-- EXERCISE BRIEF --
All of the data below should be written out again exactly.

-- DATA FOR THE TASK --
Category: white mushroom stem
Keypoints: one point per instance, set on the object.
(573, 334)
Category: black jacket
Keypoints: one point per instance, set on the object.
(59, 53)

-- ANSWER BOX --
Category: white mushroom stem
Keypoints: one point per instance, set on the object.
(573, 334)
Category: black jacket
Keypoints: one point per instance, set on the object.
(59, 53)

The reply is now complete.